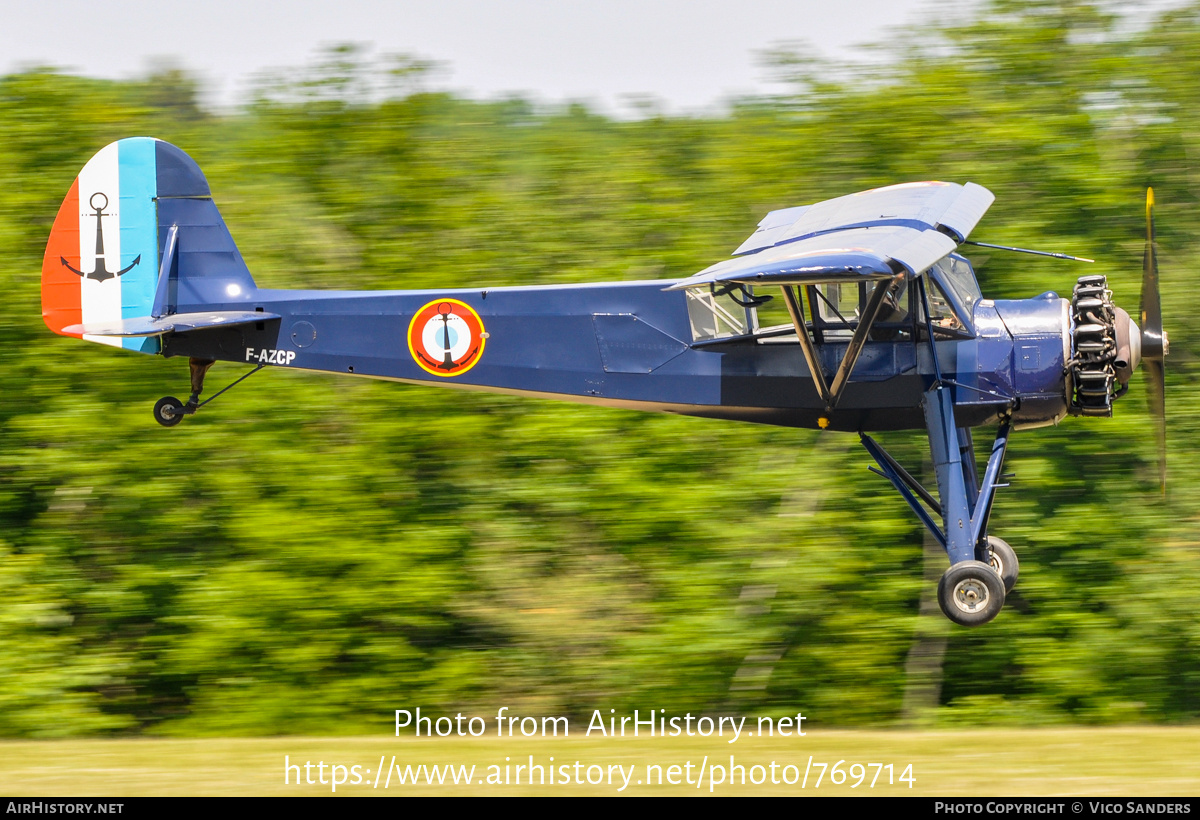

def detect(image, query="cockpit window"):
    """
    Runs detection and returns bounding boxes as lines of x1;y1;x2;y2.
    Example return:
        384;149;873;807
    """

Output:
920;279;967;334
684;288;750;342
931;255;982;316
┄┄┄┄┄┄
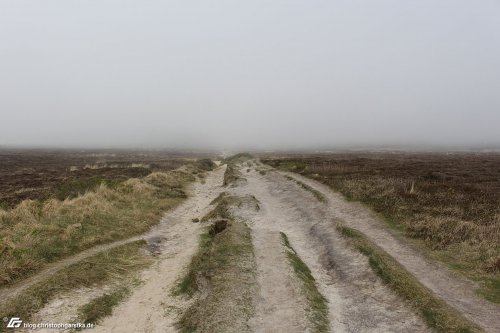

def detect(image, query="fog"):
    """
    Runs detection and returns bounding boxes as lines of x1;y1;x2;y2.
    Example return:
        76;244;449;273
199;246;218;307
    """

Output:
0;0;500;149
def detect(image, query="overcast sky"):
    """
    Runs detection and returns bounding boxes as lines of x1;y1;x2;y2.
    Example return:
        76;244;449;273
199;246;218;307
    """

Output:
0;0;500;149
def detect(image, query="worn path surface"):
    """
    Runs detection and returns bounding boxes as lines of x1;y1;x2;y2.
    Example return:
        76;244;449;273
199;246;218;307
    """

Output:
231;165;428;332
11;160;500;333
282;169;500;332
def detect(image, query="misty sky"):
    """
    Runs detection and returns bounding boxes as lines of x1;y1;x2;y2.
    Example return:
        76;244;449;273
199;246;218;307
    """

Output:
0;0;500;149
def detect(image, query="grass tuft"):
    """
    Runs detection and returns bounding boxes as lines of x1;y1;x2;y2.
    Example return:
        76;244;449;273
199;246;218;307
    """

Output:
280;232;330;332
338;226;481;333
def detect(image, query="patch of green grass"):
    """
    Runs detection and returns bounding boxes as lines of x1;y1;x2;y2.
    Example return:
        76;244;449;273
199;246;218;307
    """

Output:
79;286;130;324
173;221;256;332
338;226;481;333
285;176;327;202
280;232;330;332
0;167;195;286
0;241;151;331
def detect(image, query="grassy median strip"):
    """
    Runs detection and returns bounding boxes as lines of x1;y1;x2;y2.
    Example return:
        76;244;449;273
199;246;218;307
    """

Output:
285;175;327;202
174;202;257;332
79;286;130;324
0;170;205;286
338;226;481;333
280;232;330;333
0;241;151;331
┄┄┄┄┄┄
*Exercise instructions*
Count the lines of the data that contain the string "query", and reply with that number only.

*Exercise answer*
8